- CONSIGNE: Recopiez mot pour mot le passage de l'extrait ci-dessous sur Rüdiger Stolzenburg compris entre "En plus de cette" et "d'une (lointaine) main.", ces deux bornes incluses.

- TEXTE SÉLECTIONNÉ:
==================================================
Rüdiger Stolzenburg est une sorte de collectionneur. Un collectionneur unique en son genre, puisque cet obscur chargé de cours au département de lettres de l'université de Leipzig est pratiquement le seul au monde à s'intéresser à l'oeuvre de Friedrich Wilhem Weiskern, topographe et librettiste de quelques opéras de Mozart dans l'Autriche du 18ème siècle. Aussi, lorsqu'il est contacté par e-mail par un non moins obscur personnage qui lui propose de lui vendre (au prix fort) des manuscrits inédits et inconnus de Weiskern, Stolzenburg se voit déjà en haut de l'affiche, publiant dans une édition de prestige dorée sur tranche l'intégrale des oeuvres de celui-ci. La Gloire académique (à défaut de la Fortune, vu le peu d'enthousiasme des éditeurs du cru pour un tel projet) est à portée de main de notre professeur à mi-temps et proche de la retraite, dont la carrière universitaire est totalement dénuée de perspectives en raison de son âge, de son passé, et du manque de crédit (tant financier que scientifique) accordé par les pouvoirs subsidiants à la filière des sciences humaines.



En plus de cette passion, Rüdiger Stlozenburg a une (fâcheuse) tendance à collectionner les amours (si l'on peut parler d'amour...) et les emmerdes. Les amis, par contre, il les compte sur les doigts d'une (lointaine) main.
==================================================
- DONNÉES FOURNIES:

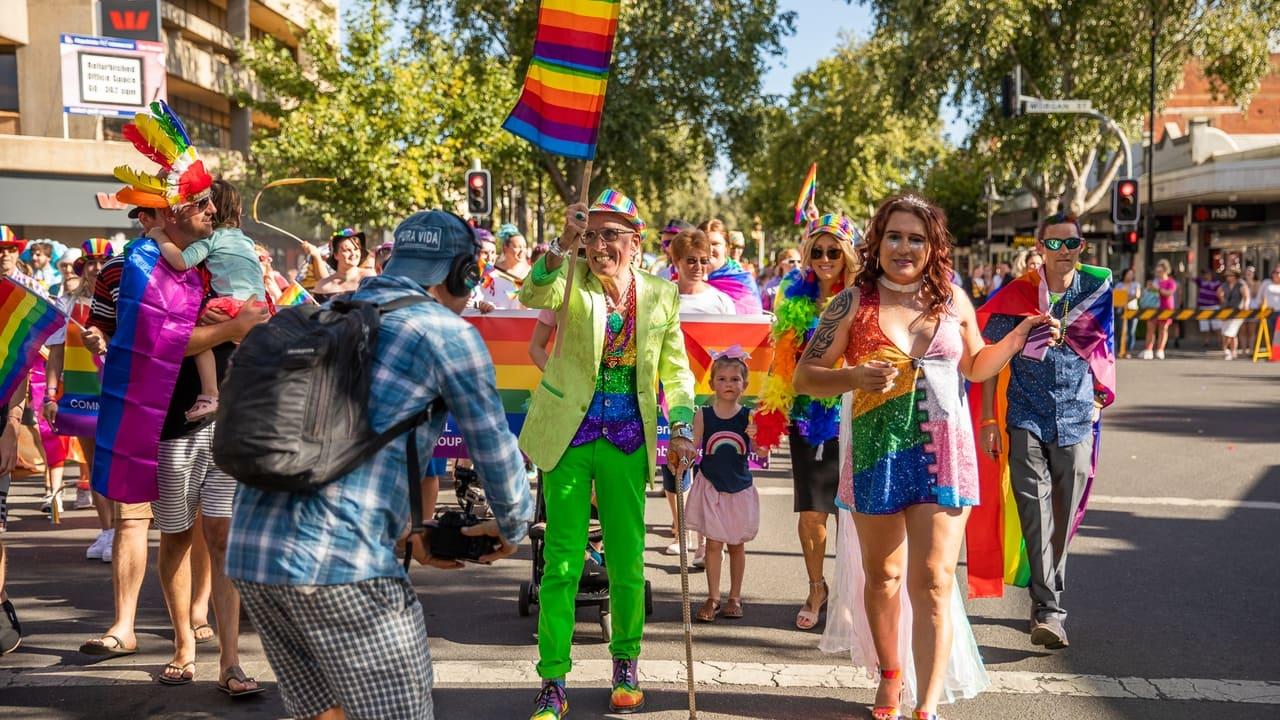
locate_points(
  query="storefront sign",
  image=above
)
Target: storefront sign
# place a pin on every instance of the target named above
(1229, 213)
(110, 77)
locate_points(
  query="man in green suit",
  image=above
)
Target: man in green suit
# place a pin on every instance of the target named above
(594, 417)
==================================================
- RÉPONSE:
En plus de cette passion, Rüdiger Stlozenburg a une (fâcheuse) tendance à collectionner les amours (si l'on peut parler d'amour...) et les emmerdes. Les amis, par contre, il les compte sur les doigts d'une (lointaine) main.